= WORK TO DO =
a - Retype the stretch of the trailer review from "After that, the" through "at the mall?".
b - Summarize the trailer review in two sentences.

= TEXT PROVIDED =
So I said to myself, “Self, let’s just give this trailer a watch and give it a fair shake. It can’t be any worse than the first trailer.” And then I watched the trailer right as I was about to shut my eyes for the night.
I should have listened to my id instead of my ego. I should have just gone to sleep.
The trailer at least starts out great – the first meeting of Bruce Wayne and Clark Kent at a large social gathering. The first 20 or so seconds showcase the intensity, the anger, the tension between these two. It makes for great drama, and I got hooked. I still think Affleck, now older and more smooth around the edges, can knock an older Batman out of the ballpark without any effort. Unfortunately, just when you think the two will stop gazing deep into each other’s souls, gritting teeth, fists curled, ready to go bare knuckle.…in waltzes Jesse Eisenberg.
After that, the trailer’s a total wash. I mean an epic wiping out of that early awesomeness. We transition to a tidal wave of trivial shit, terrible acting, hammy writing that’d make Cannon Films look like the golden age of MGM, and special effects that almost pale to the likes of genre television. Luthor isn’t an older suave businessman who’ll tear out your heart and feed it to you as you stand, he’s a little pompous ass trust fund baby/tech mogul with what appears to be Chewbacca’s armpit hair plopped on his weaselly dome. His voice is high pitched, he bounces around giddily like Roger Rabbit, and hell, I was waiting for him to start dancing like Jim Carrey’s Riddler! …this is Lex Luthor? A piss ant hipster douchebag I see constantly at the mall?

= SUPPLIED DATA =
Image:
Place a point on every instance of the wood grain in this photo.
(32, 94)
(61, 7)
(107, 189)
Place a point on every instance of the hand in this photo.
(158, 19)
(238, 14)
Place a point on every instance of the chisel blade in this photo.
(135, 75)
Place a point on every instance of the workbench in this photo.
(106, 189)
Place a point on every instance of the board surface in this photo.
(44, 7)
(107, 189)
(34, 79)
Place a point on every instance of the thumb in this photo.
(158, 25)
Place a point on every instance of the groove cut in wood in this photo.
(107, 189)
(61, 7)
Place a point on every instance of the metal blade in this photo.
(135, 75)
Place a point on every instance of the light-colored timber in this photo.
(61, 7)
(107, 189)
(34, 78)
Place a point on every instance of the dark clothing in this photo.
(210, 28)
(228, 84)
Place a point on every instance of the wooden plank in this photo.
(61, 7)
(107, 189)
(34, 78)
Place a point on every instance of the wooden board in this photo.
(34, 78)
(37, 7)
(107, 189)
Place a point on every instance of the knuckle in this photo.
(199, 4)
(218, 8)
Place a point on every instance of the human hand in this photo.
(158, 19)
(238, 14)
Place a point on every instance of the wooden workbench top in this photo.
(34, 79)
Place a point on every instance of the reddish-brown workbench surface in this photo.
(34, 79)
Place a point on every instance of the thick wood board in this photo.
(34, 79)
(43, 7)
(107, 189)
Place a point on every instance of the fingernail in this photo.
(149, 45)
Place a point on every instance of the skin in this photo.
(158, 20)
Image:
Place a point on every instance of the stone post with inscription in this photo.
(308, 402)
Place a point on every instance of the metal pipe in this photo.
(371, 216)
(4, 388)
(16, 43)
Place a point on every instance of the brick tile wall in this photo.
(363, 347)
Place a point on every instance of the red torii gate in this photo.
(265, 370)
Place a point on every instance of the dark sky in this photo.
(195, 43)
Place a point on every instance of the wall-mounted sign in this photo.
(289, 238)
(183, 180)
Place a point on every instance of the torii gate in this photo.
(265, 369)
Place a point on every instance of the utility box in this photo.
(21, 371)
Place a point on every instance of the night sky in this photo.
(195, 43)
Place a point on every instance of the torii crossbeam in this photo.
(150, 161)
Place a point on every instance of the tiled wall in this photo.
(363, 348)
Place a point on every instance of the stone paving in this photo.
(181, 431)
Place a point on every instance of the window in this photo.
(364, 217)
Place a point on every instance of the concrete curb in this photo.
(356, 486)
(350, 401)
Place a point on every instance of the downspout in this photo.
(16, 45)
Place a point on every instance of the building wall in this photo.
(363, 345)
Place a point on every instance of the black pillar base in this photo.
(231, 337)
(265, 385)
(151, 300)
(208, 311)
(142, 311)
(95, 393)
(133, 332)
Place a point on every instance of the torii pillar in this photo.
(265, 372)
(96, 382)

= CORRECT ANSWERS =
a -
After that, the trailer’s a total wash. I mean an epic wiping out of that early awesomeness. We transition to a tidal wave of trivial shit, terrible acting, hammy writing that’d make Cannon Films look like the golden age of MGM, and special effects that almost pale to the likes of genre television. Luthor isn’t an older suave businessman who’ll tear out your heart and feed it to you as you stand, he’s a little pompous ass trust fund baby/tech mogul with what appears to be Chewbacca’s armpit hair plopped on his weaselly dome. His voice is high pitched, he bounces around giddily like Roger Rabbit, and hell, I was waiting for him to start dancing like Jim Carrey’s Riddler! …this is Lex Luthor? A piss ant hipster douchebag I see constantly at the mall?

b - The trailer starts out great with a tense first meeting between Bruce Wayne and Clark Kent at a large social gathering, and the reviewer still thinks Affleck can excel as an older Batman. Once Jesse Eisenberg appears, the trailer becomes a total wash of trivial material, terrible acting, hammy writing and special effects that almost pale to genre television, with Luthor shown not as an older suave businessman but as a high-pitched, giddy trust fund baby/tech mogul.